PROVIDED DATA: Begin

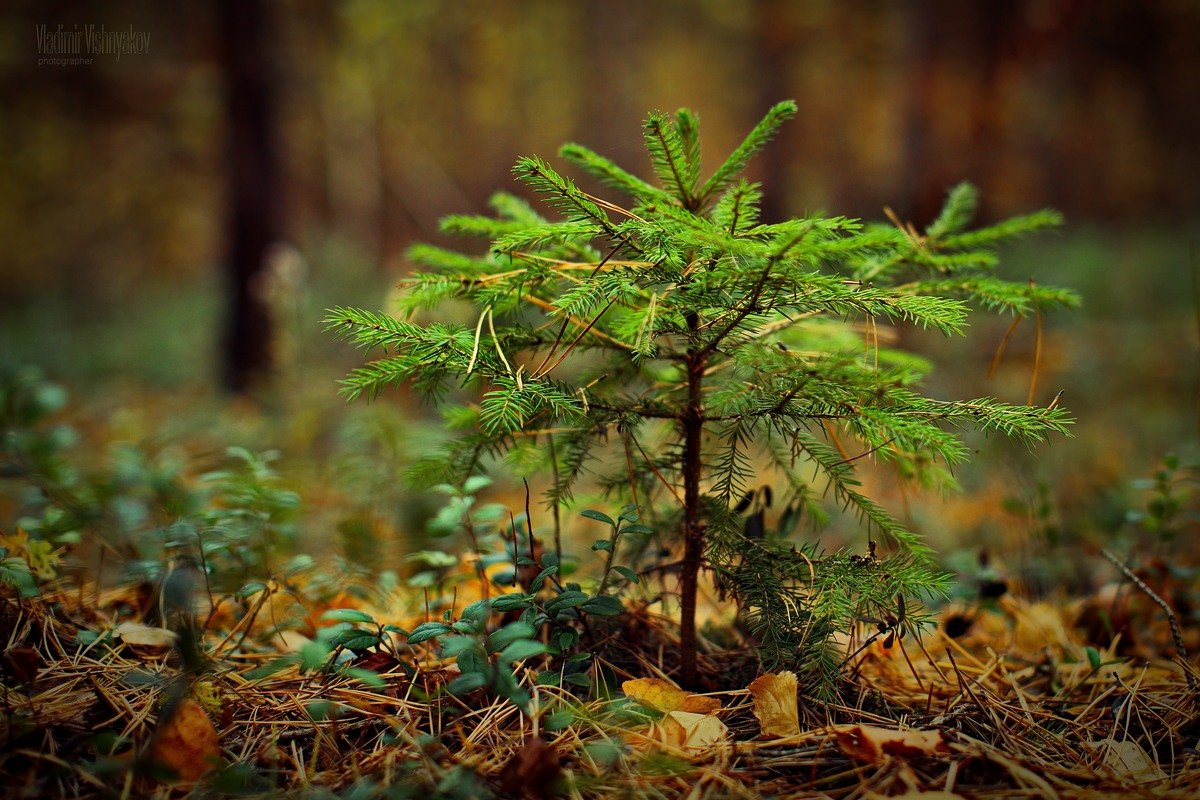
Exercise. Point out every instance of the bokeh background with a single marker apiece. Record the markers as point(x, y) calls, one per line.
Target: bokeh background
point(174, 222)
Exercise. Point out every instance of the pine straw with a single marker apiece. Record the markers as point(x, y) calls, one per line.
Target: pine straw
point(1021, 708)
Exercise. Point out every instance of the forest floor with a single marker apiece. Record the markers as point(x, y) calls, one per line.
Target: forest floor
point(1006, 701)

PROVIDED DATA: End

### WORK REQUEST
Although the records contain pictures, return only their text, exactly as written.

### EXPECTED ANSWER
Exercise. Point out every instance of the bokeh background with a single marker apiece. Record the markers as point(x, y) calls, one per line.
Target: bokeh background
point(174, 222)
Exercise. Point out every instance of the pine straw with a single marker apiece. Record the markers as point(x, y) calls, one per line.
Target: pine straw
point(1021, 708)
Exercise. Point out every instance of the forest floor with a single marker apiece. Record the markers as point(x, y) calls, one per line.
Target: forest floor
point(1006, 701)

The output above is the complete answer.